Express the data from the line containing "point: faucet |" down through the end of the data as a two-column CSV with the columns instruction and coordinates. Give one row for each instruction, with the instruction text and its answer each in a single quoted field and any line breaks replaced by spaces.
start Input records
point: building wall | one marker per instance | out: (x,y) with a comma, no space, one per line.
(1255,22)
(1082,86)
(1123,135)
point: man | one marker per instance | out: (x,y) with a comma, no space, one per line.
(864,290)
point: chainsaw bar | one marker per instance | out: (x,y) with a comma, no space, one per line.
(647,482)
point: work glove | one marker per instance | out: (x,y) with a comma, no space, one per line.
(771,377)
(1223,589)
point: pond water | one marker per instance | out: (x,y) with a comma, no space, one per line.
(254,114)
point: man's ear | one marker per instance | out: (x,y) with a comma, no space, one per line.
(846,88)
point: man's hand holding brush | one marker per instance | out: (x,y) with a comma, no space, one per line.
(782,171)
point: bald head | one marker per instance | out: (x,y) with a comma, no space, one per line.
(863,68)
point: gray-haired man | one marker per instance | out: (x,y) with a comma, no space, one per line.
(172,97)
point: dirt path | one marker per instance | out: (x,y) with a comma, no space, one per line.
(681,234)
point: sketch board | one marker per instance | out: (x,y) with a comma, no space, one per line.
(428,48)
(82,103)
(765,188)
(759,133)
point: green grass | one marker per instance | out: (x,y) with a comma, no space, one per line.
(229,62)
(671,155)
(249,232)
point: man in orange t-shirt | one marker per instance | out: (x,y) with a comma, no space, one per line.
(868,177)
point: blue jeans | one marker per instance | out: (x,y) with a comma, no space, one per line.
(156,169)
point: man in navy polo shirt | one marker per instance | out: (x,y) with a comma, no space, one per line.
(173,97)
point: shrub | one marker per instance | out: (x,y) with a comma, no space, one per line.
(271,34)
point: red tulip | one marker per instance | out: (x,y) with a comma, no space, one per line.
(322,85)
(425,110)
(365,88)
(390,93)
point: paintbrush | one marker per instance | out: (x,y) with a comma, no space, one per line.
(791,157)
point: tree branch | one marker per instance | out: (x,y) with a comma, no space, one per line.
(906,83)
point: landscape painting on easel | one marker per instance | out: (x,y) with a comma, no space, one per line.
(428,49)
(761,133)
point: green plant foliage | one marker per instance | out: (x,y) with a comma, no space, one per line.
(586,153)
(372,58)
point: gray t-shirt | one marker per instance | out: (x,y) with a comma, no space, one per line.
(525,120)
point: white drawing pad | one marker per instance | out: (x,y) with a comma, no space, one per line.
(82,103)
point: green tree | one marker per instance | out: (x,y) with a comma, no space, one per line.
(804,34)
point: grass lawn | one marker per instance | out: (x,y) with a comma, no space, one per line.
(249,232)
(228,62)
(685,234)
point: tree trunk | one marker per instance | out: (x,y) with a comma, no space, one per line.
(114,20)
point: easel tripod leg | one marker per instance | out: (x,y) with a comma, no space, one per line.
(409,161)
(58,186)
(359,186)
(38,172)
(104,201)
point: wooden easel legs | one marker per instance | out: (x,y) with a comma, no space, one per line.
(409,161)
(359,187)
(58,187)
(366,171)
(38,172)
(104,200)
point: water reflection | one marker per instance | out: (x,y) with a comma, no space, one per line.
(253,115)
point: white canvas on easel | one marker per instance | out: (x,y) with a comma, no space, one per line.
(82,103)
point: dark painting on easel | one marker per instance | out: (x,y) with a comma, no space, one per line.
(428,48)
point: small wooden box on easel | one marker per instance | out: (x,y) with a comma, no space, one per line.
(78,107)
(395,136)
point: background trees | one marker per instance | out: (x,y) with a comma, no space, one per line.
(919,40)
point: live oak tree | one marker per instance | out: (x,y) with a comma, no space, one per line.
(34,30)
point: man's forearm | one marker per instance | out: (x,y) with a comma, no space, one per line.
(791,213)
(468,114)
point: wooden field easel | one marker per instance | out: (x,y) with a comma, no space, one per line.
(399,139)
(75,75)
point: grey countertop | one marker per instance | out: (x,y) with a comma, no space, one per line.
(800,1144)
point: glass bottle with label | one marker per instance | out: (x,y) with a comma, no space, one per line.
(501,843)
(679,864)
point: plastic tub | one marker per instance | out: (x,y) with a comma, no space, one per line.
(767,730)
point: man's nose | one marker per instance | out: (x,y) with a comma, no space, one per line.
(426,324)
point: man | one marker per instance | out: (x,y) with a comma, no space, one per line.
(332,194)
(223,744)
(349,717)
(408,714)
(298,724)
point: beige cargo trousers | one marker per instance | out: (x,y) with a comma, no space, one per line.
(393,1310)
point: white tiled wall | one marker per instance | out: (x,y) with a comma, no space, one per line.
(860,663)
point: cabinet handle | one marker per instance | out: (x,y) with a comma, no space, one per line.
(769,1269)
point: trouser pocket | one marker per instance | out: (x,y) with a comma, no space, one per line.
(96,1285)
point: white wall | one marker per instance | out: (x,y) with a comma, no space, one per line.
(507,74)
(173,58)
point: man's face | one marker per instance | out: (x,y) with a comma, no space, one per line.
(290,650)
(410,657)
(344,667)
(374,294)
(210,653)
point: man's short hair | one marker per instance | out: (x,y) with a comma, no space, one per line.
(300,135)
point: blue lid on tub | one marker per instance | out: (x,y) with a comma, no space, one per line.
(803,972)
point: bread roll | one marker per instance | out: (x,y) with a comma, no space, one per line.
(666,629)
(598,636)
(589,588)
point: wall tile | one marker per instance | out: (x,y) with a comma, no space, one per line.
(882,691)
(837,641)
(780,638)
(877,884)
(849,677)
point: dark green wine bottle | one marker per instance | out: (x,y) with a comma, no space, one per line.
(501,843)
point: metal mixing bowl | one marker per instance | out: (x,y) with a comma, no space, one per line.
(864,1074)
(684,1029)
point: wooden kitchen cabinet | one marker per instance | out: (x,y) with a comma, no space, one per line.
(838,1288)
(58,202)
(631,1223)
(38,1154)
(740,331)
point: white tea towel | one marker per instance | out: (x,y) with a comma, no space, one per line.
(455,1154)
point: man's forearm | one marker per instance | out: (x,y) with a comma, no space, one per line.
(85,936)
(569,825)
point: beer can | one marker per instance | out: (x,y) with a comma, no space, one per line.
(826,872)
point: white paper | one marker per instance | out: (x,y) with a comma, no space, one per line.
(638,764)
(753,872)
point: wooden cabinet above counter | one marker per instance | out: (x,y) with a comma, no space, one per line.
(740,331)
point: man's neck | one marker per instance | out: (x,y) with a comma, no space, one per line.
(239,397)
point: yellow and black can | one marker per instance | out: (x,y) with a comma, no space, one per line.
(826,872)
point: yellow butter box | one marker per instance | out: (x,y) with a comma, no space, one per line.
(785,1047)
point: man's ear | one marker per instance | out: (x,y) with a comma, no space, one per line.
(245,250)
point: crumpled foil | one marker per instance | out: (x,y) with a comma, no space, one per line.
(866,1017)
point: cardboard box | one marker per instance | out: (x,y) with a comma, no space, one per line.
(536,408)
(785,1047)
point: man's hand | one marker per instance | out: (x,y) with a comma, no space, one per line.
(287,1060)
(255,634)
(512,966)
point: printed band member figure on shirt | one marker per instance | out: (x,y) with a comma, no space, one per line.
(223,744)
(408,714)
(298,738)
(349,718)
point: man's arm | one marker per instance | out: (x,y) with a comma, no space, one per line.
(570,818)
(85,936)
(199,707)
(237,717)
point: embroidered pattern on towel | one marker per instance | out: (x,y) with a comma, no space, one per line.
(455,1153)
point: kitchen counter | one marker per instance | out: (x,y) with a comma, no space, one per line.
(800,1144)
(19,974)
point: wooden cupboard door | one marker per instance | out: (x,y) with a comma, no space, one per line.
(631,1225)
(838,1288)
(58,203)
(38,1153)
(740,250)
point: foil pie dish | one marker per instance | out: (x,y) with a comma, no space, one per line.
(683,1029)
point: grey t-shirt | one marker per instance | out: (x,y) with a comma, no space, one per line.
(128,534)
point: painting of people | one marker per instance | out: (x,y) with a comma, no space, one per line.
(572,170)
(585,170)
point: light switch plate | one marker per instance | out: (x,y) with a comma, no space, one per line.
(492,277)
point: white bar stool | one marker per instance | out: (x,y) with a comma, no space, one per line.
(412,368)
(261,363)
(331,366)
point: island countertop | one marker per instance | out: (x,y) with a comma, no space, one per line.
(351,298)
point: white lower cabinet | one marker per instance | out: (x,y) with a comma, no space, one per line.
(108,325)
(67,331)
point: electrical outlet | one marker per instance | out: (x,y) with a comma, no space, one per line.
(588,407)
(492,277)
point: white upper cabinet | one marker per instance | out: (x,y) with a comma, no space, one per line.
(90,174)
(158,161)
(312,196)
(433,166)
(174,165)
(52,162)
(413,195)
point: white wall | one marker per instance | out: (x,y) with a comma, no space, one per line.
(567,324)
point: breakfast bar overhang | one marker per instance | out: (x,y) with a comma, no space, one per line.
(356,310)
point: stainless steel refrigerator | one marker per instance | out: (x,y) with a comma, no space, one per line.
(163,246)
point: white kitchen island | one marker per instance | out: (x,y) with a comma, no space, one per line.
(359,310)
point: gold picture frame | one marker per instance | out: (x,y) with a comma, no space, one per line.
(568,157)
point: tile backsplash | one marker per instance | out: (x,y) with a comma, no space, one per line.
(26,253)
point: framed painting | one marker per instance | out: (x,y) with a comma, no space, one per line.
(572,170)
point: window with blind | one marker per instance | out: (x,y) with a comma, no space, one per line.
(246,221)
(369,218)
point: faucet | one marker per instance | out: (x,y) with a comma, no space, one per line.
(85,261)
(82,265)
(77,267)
end Input records
→ **Task response**:
instruction,coordinates
"point: faucet | one marker per instance | out: (x,y) with a comma, no space, one per line.","(85,261) (82,265) (77,267)"